**TEXTO DE LECTURA**
En su reciente visita a Río de Janeiro y en su mensaje a los fieles argentinos reunidos en la Iglesia de San Cayetano, el papa Francisco interpeló a quienes tuvieron el privilegio de verlo personalmente y a los millones que seguíamos su prédica por televisión con esta apelación: «Necesitamos crear una cultura del encuentro». Cada quien puede reflexionar al respecto en su propia interioridad, pero entiendo que la intención del Santo Padre apunta a que compartamos como hermanos ciertas conclusiones de su sabio mensaje; no se trata de confrontar con el otro para imponer nuestra voluntad, sino de emprender un camino de «diálogo, diálogo y más diálogo» para arribar a verdades compartidas.
Este viejo principio cristiano ha sido resuelto en lenguaje fresco, moderno y llano por el Santo Padre como ningún otro pensador, filósofo o político lo haya enunciado antes, aun cuando hace más de una década que nos lo demanda a través de sus escritos y mensajes. Así, la cultura del encuentro, piedra angular de la fe, es reinaugurada y destinada a proyectarse como un verdadero instrumento de cambio social.
Hemos sufrido demasiado por la confrontación. Aun hoy, en pleno siglo XXI, se ensalza el conflicto permanente como una forma -ilusoria- de acumular poder político, basándose en teorías de intelectuales que jamás tuvieron la responsabilidad directa de resolver cuestiones de Estado.
Pero la vocación por el encuentro, con actitud abierta y sin prejuicios, hizo que el cardenal Jorge Bergoglio, en su labor al frente del Arzobispado de Buenos Aires, solicitara sin éxito numerosas audiencias a las más altas autoridades del país. Consultado por la prensa sobre esa frustrada tarea, su respuesta sorprende y emociona: «He llegado a preguntarme si no he pecado, porque debería haber insistido; no hice lo suficiente». Esta clara expresión de humildad constituye, en verdad, uno de los pilares de la construcción colectiva en democracia.
De allí que lo verdaderamente importante sea hacer propias estas enseñanzas, el reconocimiento del otro y la humanización integral, de modo que las lleven a la práctica quienes ven la actividad política como un servicio a la sociedad. Hay ejemplos que demuestran que es posible marchar por un camino que deje de lado la confrontación y el desencuentro, experiencias que se realizaron en condiciones de extrema dificultad. Me estoy refiriendo al Diálogo Argentino, puesto en marcha en 2002, cuando nuestro país atravesaba la peor crisis de su historia moderna, cuando todos los vínculos sociales parecían disolverse.
Ya antes de que me tocara asumir la presidencia del país, el Episcopado Argentino había alzado su voz para alertar sobre los peligros de una desintegración social. En el espíritu de la cultura del encuentro, sus representantes, con el apoyo técnico del Programa de las Naciones Unidas para el Desarrollo (PNUD), ayudaron a mi gobierno a llevar adelante el Diálogo, al permitir que se sentaran a una misma mesa los ahorristas desesperados por lo que sentían como una confiscación; los sindicatos de filas menguadas por el desempleo; jubilados con ingresos licuados; los empresarios empobrecidos de una industria casi parada; dueños de campos que habían logrado sobrevivir a los remates de establecimientos de la década anterior; los desocupados que apelaban como único recurso a los cortes de ruta, a lo que se agregaron más de 800 organizaciones que representaban todo el espectro sociopolítico y religioso del país.

**ENUNCIADO 1**
Responde según el texto sobre la cultura del encuentro:
(a) ¿En qué iglesia estaban reunidos los fieles argentinos que recibieron el mensaje del papa Francisco?
(b) ¿En qué año se puso en marcha el Diálogo Argentino?
(c) ¿Qué organismo dio apoyo técnico a los representantes del Episcopado para llevar adelante el Diálogo?
**ENUNCIADO 2**
Repite literalmente un pasaje del texto sobre la cultura del encuentro. Empieza en las palabras "Este viejo principio" y detente después de "cuestiones de Estado.".
**ENUNCIADO 3**
Retoma el texto sobre la cultura del encuentro y continúalo desde donde termina.

**LÍNEAS PROPORCIONADAS**
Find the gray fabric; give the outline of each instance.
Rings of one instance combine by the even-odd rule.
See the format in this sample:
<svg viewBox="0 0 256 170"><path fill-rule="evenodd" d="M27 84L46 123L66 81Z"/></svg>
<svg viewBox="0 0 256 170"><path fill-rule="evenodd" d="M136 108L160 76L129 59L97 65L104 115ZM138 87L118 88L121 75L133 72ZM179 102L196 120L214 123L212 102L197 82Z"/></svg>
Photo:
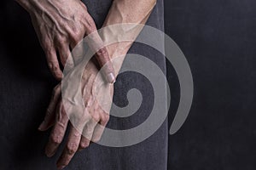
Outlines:
<svg viewBox="0 0 256 170"><path fill-rule="evenodd" d="M97 27L100 28L111 6L111 1L86 0L84 3ZM8 9L6 12L9 13ZM20 13L24 14L23 12ZM160 0L147 25L163 30L163 1ZM0 74L3 80L0 84L0 109L2 111L0 145L4 148L4 152L1 153L0 169L55 169L55 162L61 155L61 150L59 150L53 158L47 158L44 154L44 149L49 135L37 131L49 101L50 91L55 82L51 78L46 65L40 66L42 63L45 64L45 61L44 61L44 56L42 54L39 46L37 46L35 51L30 50L34 43L38 42L35 38L36 35L31 33L33 31L29 24L28 17L26 20L29 27L26 28L25 26L23 31L26 33L30 31L29 42L26 44L24 43L26 37L19 34L21 35L20 37L21 39L19 40L20 42L21 42L21 47L17 47L15 51L11 51L12 41L7 41L5 45L1 44L0 46L2 56ZM22 21L24 22L24 20ZM7 26L11 27L13 25L11 22L12 20L7 23ZM15 28L13 29L14 31L16 31ZM22 26L20 29L20 31L22 31ZM3 37L3 38L9 37ZM24 48L26 50L25 50L26 52L24 52ZM19 53L19 50L21 51L21 54ZM164 72L166 71L165 58L159 52L145 45L135 43L129 53L148 57L154 61ZM39 59L36 60L34 54L41 54L41 58L38 57ZM10 56L15 57L8 60ZM20 57L23 56L25 57L20 60ZM33 62L34 65L26 62L26 60ZM143 101L141 108L129 117L111 116L108 124L108 128L113 129L131 128L143 122L150 114L152 105L154 105L152 87L148 81L140 74L128 72L119 76L115 83L114 103L119 106L125 106L127 105L125 95L128 90L133 88L139 89L143 94ZM163 88L165 88L165 83L163 83ZM113 148L91 144L89 148L77 153L66 169L167 169L167 121L166 121L152 136L132 146ZM62 144L61 148L63 149L63 147ZM4 162L2 162L3 160Z"/></svg>

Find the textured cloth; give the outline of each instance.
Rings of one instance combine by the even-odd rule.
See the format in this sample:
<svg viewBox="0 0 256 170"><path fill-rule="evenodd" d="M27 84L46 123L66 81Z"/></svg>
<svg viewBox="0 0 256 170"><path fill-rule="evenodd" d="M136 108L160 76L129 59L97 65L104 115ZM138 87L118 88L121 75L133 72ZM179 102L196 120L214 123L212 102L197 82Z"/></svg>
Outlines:
<svg viewBox="0 0 256 170"><path fill-rule="evenodd" d="M98 28L105 20L111 3L110 0L84 1ZM1 26L7 34L2 35L3 42L0 44L0 145L4 150L1 152L0 169L55 169L64 144L53 158L47 158L44 150L49 131L40 133L37 128L44 116L51 89L56 82L46 66L29 16L17 4L9 3L9 5L3 12L9 18L4 20L6 25ZM14 10L15 14L12 13ZM163 1L159 0L147 25L163 31ZM166 71L165 58L156 50L134 43L129 53L148 57ZM140 109L129 117L111 116L108 124L109 128L136 127L150 114L154 99L152 87L140 74L128 72L118 76L114 103L125 106L125 95L133 88L139 89L143 97ZM167 137L166 121L152 136L131 146L113 148L91 144L77 153L65 169L165 170L167 169Z"/></svg>

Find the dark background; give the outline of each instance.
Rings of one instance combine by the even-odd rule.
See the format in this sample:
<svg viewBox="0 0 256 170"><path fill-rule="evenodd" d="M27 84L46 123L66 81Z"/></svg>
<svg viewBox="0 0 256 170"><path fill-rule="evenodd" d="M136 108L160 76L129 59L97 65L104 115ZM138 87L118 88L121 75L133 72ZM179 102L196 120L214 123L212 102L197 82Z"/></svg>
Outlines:
<svg viewBox="0 0 256 170"><path fill-rule="evenodd" d="M45 69L44 53L26 13L13 1L3 1L0 9L0 54L18 56L1 57L0 71L4 76L0 77L0 93L10 96L0 95L0 111L8 113L0 113L0 118L20 116L18 118L27 127L20 129L9 125L12 129L8 132L15 131L20 136L14 139L9 134L6 139L1 135L1 148L16 155L20 166L26 160L22 159L24 153L32 164L35 148L45 143L40 140L44 134L34 127L43 119L55 82ZM169 169L256 169L256 1L166 0L165 14L166 32L187 57L195 83L189 117L182 128L170 136ZM34 51L38 54L31 58ZM16 70L9 69L13 65ZM177 80L169 64L168 70L171 88L177 92ZM22 76L16 77L16 71ZM30 81L35 77L37 81ZM24 96L28 92L34 93ZM178 93L173 94L170 122L178 104ZM15 102L17 99L20 102ZM26 110L28 107L32 109ZM17 110L20 113L13 115ZM42 117L35 115L36 111ZM22 117L25 113L27 116ZM9 122L4 123L0 127ZM3 131L6 134L6 130L1 128L0 134ZM27 145L23 139L32 136L30 148L23 147ZM13 152L13 147L19 148L20 153ZM11 160L4 154L0 160L1 167L7 169L4 162ZM50 159L48 162L55 163Z"/></svg>
<svg viewBox="0 0 256 170"><path fill-rule="evenodd" d="M256 169L256 1L166 0L165 14L195 83L169 168Z"/></svg>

**RESPUESTA 1**
(a) En la Iglesia de San Cayetano.
(b) En 2002.
(c) El Programa de las Naciones Unidas para el Desarrollo (PNUD).

**RESPUESTA 2**
Este viejo principio cristiano ha sido resuelto en lenguaje fresco, moderno y llano por el Santo Padre como ningún otro pensador, filósofo o político lo haya enunciado antes, aun cuando hace más de una década que nos lo demanda a través de sus escritos y mensajes. Así, la cultura del encuentro, piedra angular de la fe, es reinaugurada y destinada a proyectarse como un verdadero instrumento de cambio social.
Hemos sufrido demasiado por la confrontación. Aun hoy, en pleno siglo XXI, se ensalza el conflicto permanente como una forma -ilusoria- de acumular poder político, basándose en teorías de intelectuales que jamás tuvieron la responsabilidad directa de resolver cuestiones de Estado.

**RESPUESTA 3**
Con paciencia infinita, la mesa del Diálogo comprendió que, ante semejante emergencia, era preciso distribuir los costos, ideando lo que sería la primera acción concreta para alcanzar la paz social: la implementación del Plan Jefes y Jefas de Hogar. Era poco lo que podíamos ofrecer desde un Estado quebrado, pero mucho para las familias que carecían completamente de ingresos. Todo tenía un costo político que aceptamos pagar, pues sacar del hambre a esos millones de argentinos era nuestra prioridad.
Cuando ya las miradas de odio se habían ablandado, las palabras duras dieron paso a otras que buscaban comprendernos y la crisis ya estaba bajo control, lamentablemente el nuevo gobierno optó por dejar de lado esta formidable iniciativa.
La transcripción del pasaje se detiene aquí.